*Exercise:* Count how many lines of the items below contain the string "segmentation", treating uppercase and lowercase as different, and give only that number.

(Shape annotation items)
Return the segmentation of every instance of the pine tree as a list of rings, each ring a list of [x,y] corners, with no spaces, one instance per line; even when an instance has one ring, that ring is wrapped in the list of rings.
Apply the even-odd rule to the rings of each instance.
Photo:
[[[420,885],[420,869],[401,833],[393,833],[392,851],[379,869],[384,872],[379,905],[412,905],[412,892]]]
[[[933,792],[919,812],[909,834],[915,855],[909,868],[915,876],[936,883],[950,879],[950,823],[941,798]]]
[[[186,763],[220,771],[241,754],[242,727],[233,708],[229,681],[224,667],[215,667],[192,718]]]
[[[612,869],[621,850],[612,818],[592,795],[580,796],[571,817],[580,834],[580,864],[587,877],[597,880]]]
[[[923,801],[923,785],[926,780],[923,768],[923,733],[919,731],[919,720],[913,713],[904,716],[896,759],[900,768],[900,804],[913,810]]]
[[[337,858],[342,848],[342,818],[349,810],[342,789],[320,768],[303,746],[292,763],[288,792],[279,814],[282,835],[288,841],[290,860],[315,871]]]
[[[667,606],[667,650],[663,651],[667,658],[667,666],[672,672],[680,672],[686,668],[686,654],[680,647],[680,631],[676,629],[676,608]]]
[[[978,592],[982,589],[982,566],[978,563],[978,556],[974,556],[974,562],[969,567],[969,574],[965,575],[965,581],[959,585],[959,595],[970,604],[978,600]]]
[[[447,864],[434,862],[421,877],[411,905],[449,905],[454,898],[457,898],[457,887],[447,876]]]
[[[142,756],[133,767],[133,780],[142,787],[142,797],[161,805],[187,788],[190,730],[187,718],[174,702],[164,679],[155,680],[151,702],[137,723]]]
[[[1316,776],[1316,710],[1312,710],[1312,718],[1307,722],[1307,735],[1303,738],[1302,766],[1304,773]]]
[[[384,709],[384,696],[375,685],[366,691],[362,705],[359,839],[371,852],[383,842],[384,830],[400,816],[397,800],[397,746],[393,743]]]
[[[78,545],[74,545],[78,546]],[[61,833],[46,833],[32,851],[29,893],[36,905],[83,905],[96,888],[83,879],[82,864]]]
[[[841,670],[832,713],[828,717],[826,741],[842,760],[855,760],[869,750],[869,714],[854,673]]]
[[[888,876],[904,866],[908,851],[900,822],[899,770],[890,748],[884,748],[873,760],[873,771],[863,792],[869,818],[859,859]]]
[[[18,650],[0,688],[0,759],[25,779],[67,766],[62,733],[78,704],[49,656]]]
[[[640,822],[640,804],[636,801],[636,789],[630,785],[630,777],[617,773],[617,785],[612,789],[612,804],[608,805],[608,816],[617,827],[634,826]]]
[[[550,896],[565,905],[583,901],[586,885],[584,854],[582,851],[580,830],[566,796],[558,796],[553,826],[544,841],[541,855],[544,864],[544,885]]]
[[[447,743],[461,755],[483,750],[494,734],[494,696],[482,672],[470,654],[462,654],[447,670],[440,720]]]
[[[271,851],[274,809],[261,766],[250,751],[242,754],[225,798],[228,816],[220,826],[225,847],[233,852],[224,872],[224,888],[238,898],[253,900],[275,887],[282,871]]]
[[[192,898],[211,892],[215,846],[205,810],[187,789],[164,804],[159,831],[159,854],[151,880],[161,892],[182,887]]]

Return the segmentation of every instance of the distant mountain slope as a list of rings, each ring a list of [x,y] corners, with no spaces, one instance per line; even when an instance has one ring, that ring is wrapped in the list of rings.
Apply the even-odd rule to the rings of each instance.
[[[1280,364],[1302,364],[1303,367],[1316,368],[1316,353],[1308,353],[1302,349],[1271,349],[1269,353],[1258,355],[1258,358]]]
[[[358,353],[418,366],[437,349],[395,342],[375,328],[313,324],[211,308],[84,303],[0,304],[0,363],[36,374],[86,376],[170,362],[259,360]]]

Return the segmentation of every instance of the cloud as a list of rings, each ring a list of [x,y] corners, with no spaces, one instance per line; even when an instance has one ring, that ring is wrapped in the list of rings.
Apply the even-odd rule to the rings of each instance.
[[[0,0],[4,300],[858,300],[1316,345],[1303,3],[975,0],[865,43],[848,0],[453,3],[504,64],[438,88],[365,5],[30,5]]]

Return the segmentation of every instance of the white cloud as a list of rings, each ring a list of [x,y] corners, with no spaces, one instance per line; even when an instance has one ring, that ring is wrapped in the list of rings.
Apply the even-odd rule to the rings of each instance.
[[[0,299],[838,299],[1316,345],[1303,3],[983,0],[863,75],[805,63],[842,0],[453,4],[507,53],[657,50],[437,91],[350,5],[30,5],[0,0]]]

*Problem solution:* 4